::: Task material
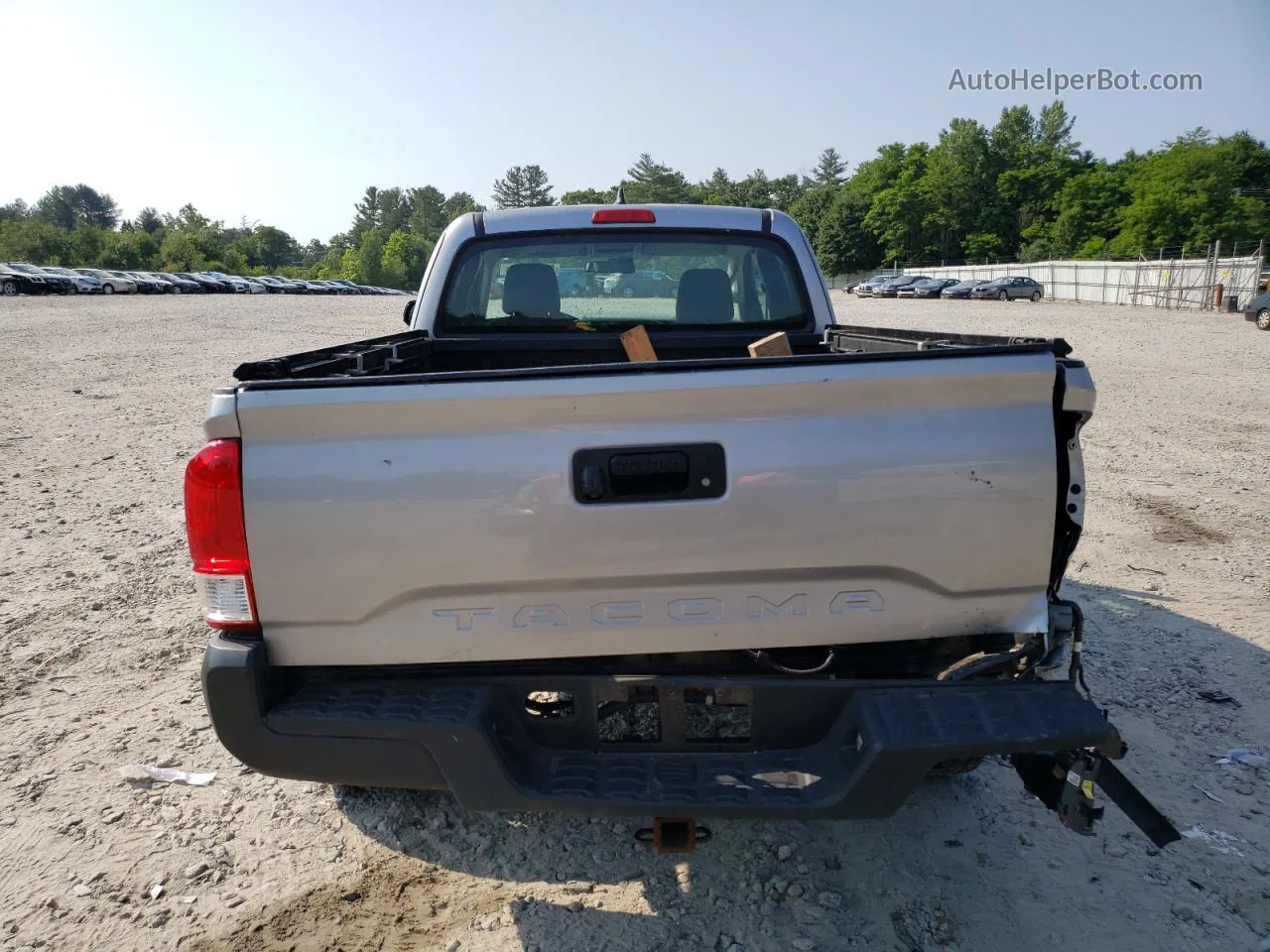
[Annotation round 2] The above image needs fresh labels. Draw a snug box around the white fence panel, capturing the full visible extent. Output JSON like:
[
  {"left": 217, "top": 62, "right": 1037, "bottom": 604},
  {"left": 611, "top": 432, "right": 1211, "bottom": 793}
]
[{"left": 904, "top": 255, "right": 1261, "bottom": 309}]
::::::
**Exercise instructions:** Print the material above verbatim, omitting the picture.

**Response to this exercise:**
[Annotation round 2] The above image needs fresh labels. Draw a snug box around the white fence panel, capturing the full visible extent. Output JSON like:
[
  {"left": 217, "top": 62, "right": 1037, "bottom": 604},
  {"left": 611, "top": 432, "right": 1211, "bottom": 793}
]
[{"left": 904, "top": 255, "right": 1261, "bottom": 309}]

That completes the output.